What to work on - Render every line of the listing below as a Markdown table with the columns Row and Line, numbering each line in order and skipping blank lines. Leave the pictures out of your answer.

(Lines of data)
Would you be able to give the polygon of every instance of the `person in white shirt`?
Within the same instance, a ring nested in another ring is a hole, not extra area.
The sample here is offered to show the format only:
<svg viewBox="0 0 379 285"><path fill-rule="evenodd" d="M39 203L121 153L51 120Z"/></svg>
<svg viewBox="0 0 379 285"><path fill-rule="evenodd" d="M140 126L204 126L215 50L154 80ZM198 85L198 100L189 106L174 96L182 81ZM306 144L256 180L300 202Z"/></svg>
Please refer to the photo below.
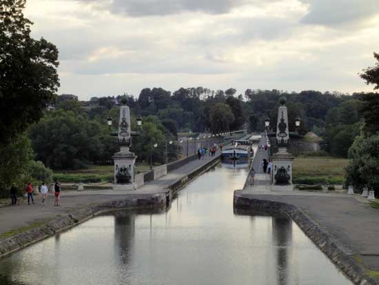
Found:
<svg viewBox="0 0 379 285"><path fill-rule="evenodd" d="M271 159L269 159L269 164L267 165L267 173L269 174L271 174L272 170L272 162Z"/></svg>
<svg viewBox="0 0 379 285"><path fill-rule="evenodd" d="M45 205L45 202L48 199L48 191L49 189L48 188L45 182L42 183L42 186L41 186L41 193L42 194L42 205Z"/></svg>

Reply to the task -
| Row | Line |
|---|---|
| 1 | Would you be able to give the polygon of every instance of the `person in white shirt`? |
| 2 | Within the same instance, a ring nested in another ring is a hole, not extra area. |
| 3 | The sample here is offered to show the format only: |
| 4 | <svg viewBox="0 0 379 285"><path fill-rule="evenodd" d="M39 203L121 153L51 120Z"/></svg> |
| 5 | <svg viewBox="0 0 379 285"><path fill-rule="evenodd" d="M140 126L204 126L215 50L154 80ZM198 85L198 100L189 106L174 96L182 81ZM306 144L256 180L300 202Z"/></svg> |
| 6 | Please refer to the photo below. |
| 7 | Found: |
| 8 | <svg viewBox="0 0 379 285"><path fill-rule="evenodd" d="M271 159L269 159L269 164L267 165L267 173L269 174L271 174L272 170L272 162Z"/></svg> |
| 9 | <svg viewBox="0 0 379 285"><path fill-rule="evenodd" d="M45 205L45 202L48 199L48 191L49 189L48 188L45 182L42 183L42 186L41 186L41 193L42 194L42 205Z"/></svg> |